*QUESTIONS*
**1)** Answer these questions from the JBSP mortgage guide:
(a) What two conditions make it hard for many first-time buyers to secure a mortgage alone?
(b) Up to how many additional people's incomes can be added to the application?
(c) Who owns the property under this arrangement?
**2)** Please carry on writing the JBSP mortgage guide, starting after its last sentence.

*DOCUMENT SECTION*
Joint Borrower Sole Proprietor (JBSP) Mortgage Explained

Picture this: You’ve found your dream home, but your salary alone won’t secure the mortgage you need. 

With soaring house prices and strict lending criteria, many first-time buyers find it challenging to secure a mortgage on their own. That’s where a Joint Borrower Sole Proprietor (JBSP) mortgage comes in. 

This innovative mortgage option could be your ticket to homeownership, even if your income falls short of traditional requirements. 

This guide explains everything you need to know about JBSP mortgages.

What Is a Joint Borrower Sole Proprietor Mortgage?

A Joint Borrower Sole Proprietor (JBSP) mortgage allows you to boost your borrowing power by adding up to three additional people’s incomes to your mortgage application. 

The twist? While you’re all responsible for the mortgage payments, only you, as the sole proprietor, own the property. 

It’s a win-win situation that’s gaining popularity among UK homebuyers.

*INFORMATION SUPPLIED*
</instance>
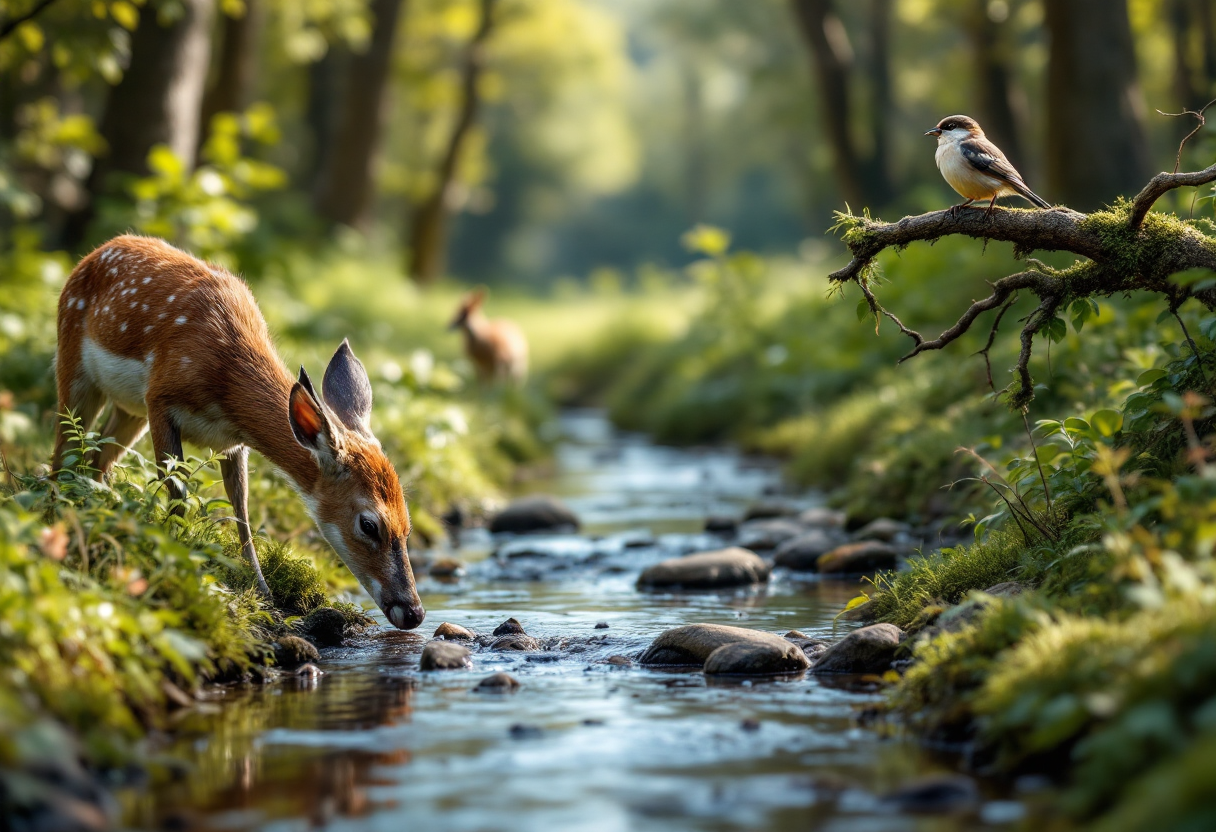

*RESPONSE LIST*
**1)**
(a) Soaring house prices and strict lending criteria.
(b) Up to three.
(c) Only the sole proprietor.

**2)**
How Does a JBSP Mortgage Work?

With a JBSP mortgage, you can rope in your parents, siblings, or even close friends to support your application. Their incomes are factored into the affordability assessment, potentially allowing you to borrow more.

Here’s the key: while all borrowers are on the hook for repayments, only YOU appear on the property deeds. This means you’re the sole legal owner of the home. 

Your supporters are essentially lending their financial clout without claiming ownership rights.

It’s important to note that all borrowers undergo credit checks, and their existing financial commitments are considered. 

So, choose your co-borrowers wisely!

Image showing how JBSP mortgages work

Who Can Benefit from a JBSP Mortgage?

JBSP mortgages are a godsend for various situations:

  1. First-time buyers with modest incomes
  2. Young professionals early in their careers
  3. Self-employed individuals with fluctuating incomes
  4. Those with a less-than-perfect credit history
  5. Parents wanting to help their children onto the property ladder

If you fall into any of these categories, a JBSP mortgage could be your path to homeownership. 👍

What Are the Advantages of a JBSP Mortgage?

JBSP mortgages come with several perks that make them attractive to UK homebuyers:

– Increased borrowing capacity. By combining incomes, you can potentially secure a larger mortgage.
– Easier qualification. If you’re struggling to meet lending criteria alone, additional borrowers can strengthen your application.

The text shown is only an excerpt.